## Source document
Brick Types and What the Differences Mean

When a contractor quotes a brick veneer project, they are specifying face brick, the product manufactured specifically for exterior visible applications. Understanding the basic categories helps you have an informed conversation about quality and appearance.

Face Brick

Seven face bricks showing the full natural color range from charcoal and gray to red, orange, buff, and cream

Face brick is manufactured specifically for visible exterior applications. It is selected for consistent color, surface texture, and dimensional tolerance. Modern face brick comes from clay fired at temperatures up to 2,000°F, producing a dense, low-absorption unit with excellent color stability.

The variables that affect both appearance and performance:

Manufacturing process. Wire-cut (extruded) brick has a machine-cut surface with consistent, sharp edges and a more contemporary appearance. Soft-mud molded brick has a handcrafted aesthetic with slight surface variation, the kind of brick associated with traditional residential architecture. Hand-thrown brick offers the most surface variation and character but comes at a significant premium for the labor involved in production.

Three brick types side by side: wire-cut, soft-mud molded, and hand-thrown, showing texture and edge differences

Surface texture. Smooth face brick reads as formal and urban. Textured surfaces read as more traditional and residential. A more textured surface also develops patina and character over decades in ways smooth brick does not.

## What the task requires
In the brick types text, up to what temperature is the clay for modern face brick fired?

## Given entries
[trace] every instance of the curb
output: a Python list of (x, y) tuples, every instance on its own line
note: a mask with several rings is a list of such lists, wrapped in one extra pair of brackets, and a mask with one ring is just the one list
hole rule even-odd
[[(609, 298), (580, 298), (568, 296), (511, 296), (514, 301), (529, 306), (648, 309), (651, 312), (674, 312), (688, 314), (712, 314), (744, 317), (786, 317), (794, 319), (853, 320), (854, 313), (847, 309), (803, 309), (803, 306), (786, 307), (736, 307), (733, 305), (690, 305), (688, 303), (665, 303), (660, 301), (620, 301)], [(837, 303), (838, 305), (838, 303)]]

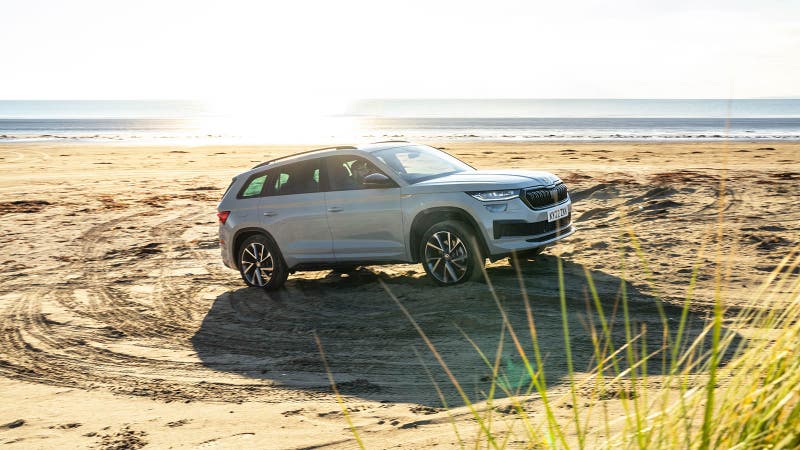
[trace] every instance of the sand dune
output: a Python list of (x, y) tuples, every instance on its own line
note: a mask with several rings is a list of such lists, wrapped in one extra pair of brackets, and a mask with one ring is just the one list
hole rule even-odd
[[(586, 370), (585, 273), (608, 311), (630, 283), (633, 320), (655, 347), (656, 304), (680, 314), (695, 263), (690, 334), (707, 320), (718, 255), (732, 266), (726, 306), (736, 309), (800, 239), (797, 143), (436, 145), (479, 168), (549, 170), (571, 189), (579, 232), (523, 269), (554, 393), (566, 373), (557, 257)], [(0, 443), (351, 447), (313, 332), (371, 447), (456, 442), (431, 380), (471, 439), (460, 399), (378, 280), (476, 401), (491, 374), (464, 333), (494, 352), (501, 332), (486, 284), (437, 288), (419, 266), (394, 265), (299, 273), (267, 294), (219, 261), (214, 212), (230, 178), (305, 148), (0, 145)], [(524, 330), (516, 272), (498, 261), (487, 273)], [(520, 361), (507, 353), (513, 372)]]

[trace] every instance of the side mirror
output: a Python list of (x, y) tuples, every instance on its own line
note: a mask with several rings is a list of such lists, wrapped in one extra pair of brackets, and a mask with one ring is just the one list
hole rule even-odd
[(380, 187), (393, 187), (394, 181), (382, 173), (371, 173), (364, 177), (364, 187), (380, 188)]

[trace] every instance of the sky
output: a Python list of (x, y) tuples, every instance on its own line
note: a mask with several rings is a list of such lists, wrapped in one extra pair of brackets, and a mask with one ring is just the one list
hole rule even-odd
[(798, 80), (794, 0), (0, 0), (0, 99), (800, 97)]

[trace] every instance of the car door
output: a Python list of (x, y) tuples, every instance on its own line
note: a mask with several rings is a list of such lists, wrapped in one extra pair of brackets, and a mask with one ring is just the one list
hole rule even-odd
[(358, 155), (327, 157), (325, 169), (325, 204), (336, 261), (404, 260), (400, 187), (394, 182), (366, 186), (367, 175), (383, 172)]
[(267, 171), (261, 222), (289, 267), (334, 258), (325, 194), (319, 182), (321, 164), (317, 158)]

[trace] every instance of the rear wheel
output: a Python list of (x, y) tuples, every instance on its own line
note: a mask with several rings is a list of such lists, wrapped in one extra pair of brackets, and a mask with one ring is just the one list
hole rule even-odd
[(482, 276), (484, 258), (475, 234), (461, 222), (446, 220), (428, 228), (419, 254), (425, 272), (438, 284), (459, 284)]
[(258, 234), (239, 247), (239, 272), (248, 286), (271, 291), (283, 286), (289, 276), (286, 263), (272, 239)]

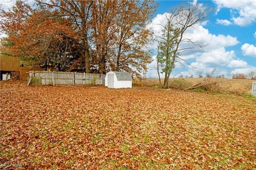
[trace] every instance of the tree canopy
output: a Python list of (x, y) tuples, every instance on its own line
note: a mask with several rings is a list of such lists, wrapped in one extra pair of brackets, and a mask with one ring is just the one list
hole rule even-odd
[[(1, 10), (1, 29), (9, 49), (27, 65), (58, 71), (103, 73), (126, 71), (137, 76), (151, 61), (147, 28), (153, 1), (17, 0)], [(36, 6), (36, 8), (35, 8)]]

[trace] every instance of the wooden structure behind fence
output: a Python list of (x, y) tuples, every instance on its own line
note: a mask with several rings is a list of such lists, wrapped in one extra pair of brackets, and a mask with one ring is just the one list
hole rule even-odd
[(30, 76), (42, 78), (42, 85), (104, 84), (105, 74), (76, 72), (30, 71)]
[(19, 71), (20, 58), (1, 55), (0, 70)]
[(41, 71), (42, 68), (37, 67), (20, 67), (20, 79), (22, 80), (26, 80), (29, 77), (30, 71)]

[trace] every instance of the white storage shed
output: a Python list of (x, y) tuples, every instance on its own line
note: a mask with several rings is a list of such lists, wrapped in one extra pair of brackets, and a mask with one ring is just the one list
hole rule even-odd
[(105, 78), (105, 86), (109, 88), (131, 88), (132, 79), (128, 72), (110, 71)]

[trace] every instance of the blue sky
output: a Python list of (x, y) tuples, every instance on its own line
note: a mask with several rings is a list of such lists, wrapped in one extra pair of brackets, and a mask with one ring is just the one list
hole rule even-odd
[[(252, 0), (159, 0), (159, 6), (149, 26), (154, 31), (160, 28), (163, 15), (170, 9), (189, 3), (202, 4), (213, 9), (205, 22), (188, 30), (188, 34), (205, 44), (209, 44), (206, 50), (200, 53), (191, 51), (183, 58), (191, 65), (185, 66), (177, 64), (170, 77), (193, 75), (198, 77), (210, 74), (215, 68), (216, 75), (224, 75), (231, 78), (232, 74), (248, 75), (256, 72), (256, 1)], [(193, 30), (192, 30), (193, 29)], [(156, 44), (151, 48), (156, 49)], [(156, 53), (154, 53), (154, 55)], [(148, 65), (147, 77), (158, 77), (155, 69), (155, 55)], [(194, 67), (196, 68), (195, 68)], [(164, 75), (162, 75), (162, 77)]]

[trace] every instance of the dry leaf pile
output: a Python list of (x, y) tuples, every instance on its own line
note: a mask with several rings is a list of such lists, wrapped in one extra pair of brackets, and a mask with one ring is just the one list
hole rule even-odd
[(256, 168), (251, 99), (141, 87), (0, 83), (3, 169)]

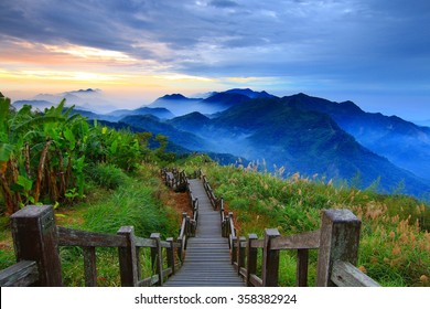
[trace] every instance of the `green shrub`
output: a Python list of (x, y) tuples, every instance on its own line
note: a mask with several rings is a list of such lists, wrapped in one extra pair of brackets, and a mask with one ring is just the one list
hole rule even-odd
[(88, 169), (88, 177), (105, 189), (115, 190), (127, 182), (127, 174), (114, 164), (100, 163)]

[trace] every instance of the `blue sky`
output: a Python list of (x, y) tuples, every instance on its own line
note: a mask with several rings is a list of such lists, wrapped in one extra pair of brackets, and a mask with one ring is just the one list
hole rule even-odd
[(2, 0), (6, 95), (97, 87), (142, 105), (232, 87), (430, 119), (428, 0)]

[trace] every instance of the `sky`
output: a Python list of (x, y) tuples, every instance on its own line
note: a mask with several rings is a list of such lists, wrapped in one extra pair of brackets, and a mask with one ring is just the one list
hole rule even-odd
[(0, 90), (118, 106), (249, 87), (430, 119), (428, 0), (1, 0)]

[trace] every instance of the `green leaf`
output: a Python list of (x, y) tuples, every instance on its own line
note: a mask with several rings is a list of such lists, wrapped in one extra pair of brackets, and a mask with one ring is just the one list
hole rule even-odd
[(33, 188), (33, 181), (23, 175), (18, 175), (17, 183), (22, 185), (25, 191), (30, 191)]
[(118, 150), (118, 140), (114, 140), (112, 145), (110, 145), (110, 153), (115, 154)]
[(9, 161), (12, 153), (13, 153), (13, 145), (0, 143), (0, 162)]
[(76, 146), (76, 139), (75, 139), (75, 135), (72, 132), (72, 130), (69, 129), (66, 129), (64, 132), (64, 138), (69, 142), (69, 146), (68, 148), (71, 150), (74, 150), (75, 149), (75, 146)]

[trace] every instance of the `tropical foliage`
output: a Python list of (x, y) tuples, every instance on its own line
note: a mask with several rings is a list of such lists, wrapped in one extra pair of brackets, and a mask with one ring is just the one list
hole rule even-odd
[(0, 97), (0, 189), (12, 214), (26, 204), (58, 204), (85, 194), (86, 175), (99, 163), (133, 171), (147, 151), (148, 135), (89, 125), (73, 107), (15, 110)]

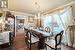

## Answer box
Up to 2,000°F.